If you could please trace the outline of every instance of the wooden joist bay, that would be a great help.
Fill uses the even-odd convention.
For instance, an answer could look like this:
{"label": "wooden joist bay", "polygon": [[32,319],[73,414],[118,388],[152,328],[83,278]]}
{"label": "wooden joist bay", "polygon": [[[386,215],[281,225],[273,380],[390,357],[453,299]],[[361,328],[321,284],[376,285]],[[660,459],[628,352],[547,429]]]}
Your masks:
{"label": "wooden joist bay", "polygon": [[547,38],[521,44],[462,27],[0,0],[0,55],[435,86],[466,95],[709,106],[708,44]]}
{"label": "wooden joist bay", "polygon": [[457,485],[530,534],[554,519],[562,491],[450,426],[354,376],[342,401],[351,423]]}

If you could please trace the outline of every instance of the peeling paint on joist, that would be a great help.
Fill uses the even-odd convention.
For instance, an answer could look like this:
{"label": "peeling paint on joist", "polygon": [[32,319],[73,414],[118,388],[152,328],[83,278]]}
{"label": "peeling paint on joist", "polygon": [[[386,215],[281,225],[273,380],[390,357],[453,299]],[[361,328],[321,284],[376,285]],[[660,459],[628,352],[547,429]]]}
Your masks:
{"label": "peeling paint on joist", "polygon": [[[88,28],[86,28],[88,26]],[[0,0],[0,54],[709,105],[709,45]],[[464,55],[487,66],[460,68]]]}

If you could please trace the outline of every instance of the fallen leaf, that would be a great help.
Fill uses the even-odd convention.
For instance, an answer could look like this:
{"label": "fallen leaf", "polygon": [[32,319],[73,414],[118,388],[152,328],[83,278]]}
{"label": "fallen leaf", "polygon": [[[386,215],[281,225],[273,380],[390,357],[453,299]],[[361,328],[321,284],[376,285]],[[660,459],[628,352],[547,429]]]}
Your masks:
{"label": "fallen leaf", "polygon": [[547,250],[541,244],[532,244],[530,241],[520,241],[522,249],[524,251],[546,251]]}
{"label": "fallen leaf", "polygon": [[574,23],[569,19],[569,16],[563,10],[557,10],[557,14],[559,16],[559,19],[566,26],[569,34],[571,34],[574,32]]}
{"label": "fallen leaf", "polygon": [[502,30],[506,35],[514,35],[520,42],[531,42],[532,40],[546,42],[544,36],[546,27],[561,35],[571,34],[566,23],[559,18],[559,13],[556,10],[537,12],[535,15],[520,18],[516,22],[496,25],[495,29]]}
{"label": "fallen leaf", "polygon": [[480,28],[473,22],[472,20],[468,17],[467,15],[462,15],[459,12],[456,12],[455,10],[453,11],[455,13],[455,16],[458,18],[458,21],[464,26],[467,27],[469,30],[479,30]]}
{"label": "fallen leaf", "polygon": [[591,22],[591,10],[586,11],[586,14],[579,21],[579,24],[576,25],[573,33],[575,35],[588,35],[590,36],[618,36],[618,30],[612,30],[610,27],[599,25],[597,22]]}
********
Exercise prompt:
Render every line of the records above as a Markdown table with the columns "No." and "Line," numbering the rows in order and leaving out the blank lines.

Solution to this problem:
| No. | Line |
|---|---|
| 1 | If you could please trace the outline of every instance of the wooden joist bay, that would be a great help. |
| 2 | Fill uses the even-odd convention. |
| 3 | For instance, an answer could look like this: |
| 4 | {"label": "wooden joist bay", "polygon": [[32,319],[73,414],[118,388],[152,328],[83,278]]} |
| 5 | {"label": "wooden joist bay", "polygon": [[[386,215],[281,225],[273,380],[390,357],[453,299]],[[361,328],[321,284],[376,285]],[[660,459],[628,352],[547,429]]]} |
| 6 | Your masks: |
| 7 | {"label": "wooden joist bay", "polygon": [[547,38],[521,44],[462,27],[0,0],[0,55],[435,86],[466,95],[709,106],[708,44]]} |
| 8 | {"label": "wooden joist bay", "polygon": [[457,485],[530,534],[554,519],[562,491],[450,426],[354,376],[342,401],[351,423]]} |
| 9 | If you could please trace the outline of every instance of the peeling paint on joist, that would be a great help. |
| 10 | Fill uses the even-odd convention. |
| 11 | For instance, an answer could look like this: |
| 12 | {"label": "peeling paint on joist", "polygon": [[32,319],[73,414],[118,388],[152,328],[83,278]]} |
| 13 | {"label": "peeling paint on joist", "polygon": [[[386,215],[281,225],[273,380],[390,357],[453,299]],[[361,328],[321,284],[376,285]],[[660,459],[628,352],[547,429]]]} |
| 14 | Your masks: |
| 15 | {"label": "peeling paint on joist", "polygon": [[[88,28],[86,28],[88,26]],[[0,0],[0,54],[709,105],[709,45]],[[464,55],[487,66],[460,68]]]} |
| 16 | If you could please trace the outline of every instance of the fallen leaf, that would be a great help. |
| 17 | Fill uses the even-odd convention. |
| 18 | For instance, an answer could look like this: |
| 19 | {"label": "fallen leaf", "polygon": [[32,319],[73,414],[118,388],[152,328],[83,278]]} |
| 20 | {"label": "fallen leaf", "polygon": [[[386,215],[281,225],[273,380],[390,357],[453,299]],[[361,328],[321,284],[376,285]],[[660,459],[628,352],[547,429]]]} |
| 21 | Your masks: |
| 22 | {"label": "fallen leaf", "polygon": [[547,250],[541,244],[532,244],[530,241],[520,241],[522,249],[524,251],[546,251]]} |
| 23 | {"label": "fallen leaf", "polygon": [[574,23],[569,19],[569,16],[563,10],[557,10],[557,14],[559,16],[559,19],[566,26],[569,34],[571,34],[574,32]]} |
| 24 | {"label": "fallen leaf", "polygon": [[502,30],[506,35],[514,35],[520,42],[531,42],[532,40],[546,42],[544,36],[546,27],[561,35],[571,34],[566,23],[559,18],[559,13],[556,10],[537,12],[535,15],[520,18],[516,22],[496,25],[495,29]]} |
| 25 | {"label": "fallen leaf", "polygon": [[480,28],[473,22],[472,20],[468,17],[467,15],[462,15],[459,12],[456,12],[455,10],[453,11],[455,13],[455,16],[458,18],[458,21],[464,26],[467,27],[469,30],[479,30]]} |
| 26 | {"label": "fallen leaf", "polygon": [[591,22],[591,10],[586,11],[586,14],[579,21],[579,24],[576,25],[573,33],[575,35],[588,35],[590,36],[618,36],[618,30],[612,30],[610,27],[599,25],[597,22]]} |